Starting with the line that contains "line, e.g. [77,179]" and going on through the end of the rows, write out every line again, requests included, and shift each point coordinate in the answers up by 105.

— START OF Records provided —

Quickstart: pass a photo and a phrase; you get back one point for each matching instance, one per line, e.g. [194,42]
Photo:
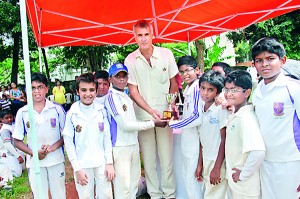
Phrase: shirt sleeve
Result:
[194,119]
[252,164]
[251,135]
[113,104]
[129,62]
[62,117]
[223,115]
[107,141]
[5,135]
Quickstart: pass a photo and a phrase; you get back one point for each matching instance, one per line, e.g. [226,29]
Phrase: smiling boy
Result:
[49,120]
[277,107]
[87,141]
[124,133]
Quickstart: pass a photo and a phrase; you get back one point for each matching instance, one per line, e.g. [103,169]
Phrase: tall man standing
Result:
[152,73]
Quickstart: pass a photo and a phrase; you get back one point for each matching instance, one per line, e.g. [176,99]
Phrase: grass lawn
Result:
[20,188]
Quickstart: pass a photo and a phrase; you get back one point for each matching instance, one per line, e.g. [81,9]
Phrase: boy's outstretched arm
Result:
[110,172]
[252,164]
[53,147]
[199,169]
[23,147]
[216,171]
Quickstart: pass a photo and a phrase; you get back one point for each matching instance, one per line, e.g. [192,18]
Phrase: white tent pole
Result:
[29,96]
[40,59]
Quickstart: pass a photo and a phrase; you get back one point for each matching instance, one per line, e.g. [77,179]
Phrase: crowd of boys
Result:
[238,150]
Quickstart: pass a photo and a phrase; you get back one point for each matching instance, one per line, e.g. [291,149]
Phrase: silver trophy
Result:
[170,98]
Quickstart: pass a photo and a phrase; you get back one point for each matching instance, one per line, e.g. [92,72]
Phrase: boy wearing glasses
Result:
[191,119]
[124,129]
[277,107]
[49,121]
[244,146]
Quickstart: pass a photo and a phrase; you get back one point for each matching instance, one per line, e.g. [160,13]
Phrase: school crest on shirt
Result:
[278,108]
[78,128]
[53,122]
[213,120]
[124,107]
[101,126]
[28,125]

— END OF Records provided —

In response ::
Quickstart: pass a photo and a phrase; you get back one point for each matching instance, one per line, e.g. [77,179]
Phrase: crowd of boys
Result:
[343,255]
Quickstart: pass a photo and a phrase; you get back one point for each matching instance, one per line, e.g. [291,149]
Phrase: silver trophy
Result:
[275,203]
Quickstart: pass a photo and a phrase; you get back one point for each matching instance, one per line, e.g. [92,72]
Phrase: boy wearing glasses
Result:
[296,224]
[229,234]
[382,212]
[154,226]
[349,251]
Quickstart: pass a photo and a phrase; you get back one point for each matching instance, one per line, e.g. [160,13]
Phrase: school crest on shirt
Result:
[383,213]
[183,233]
[158,227]
[318,225]
[229,212]
[206,231]
[133,230]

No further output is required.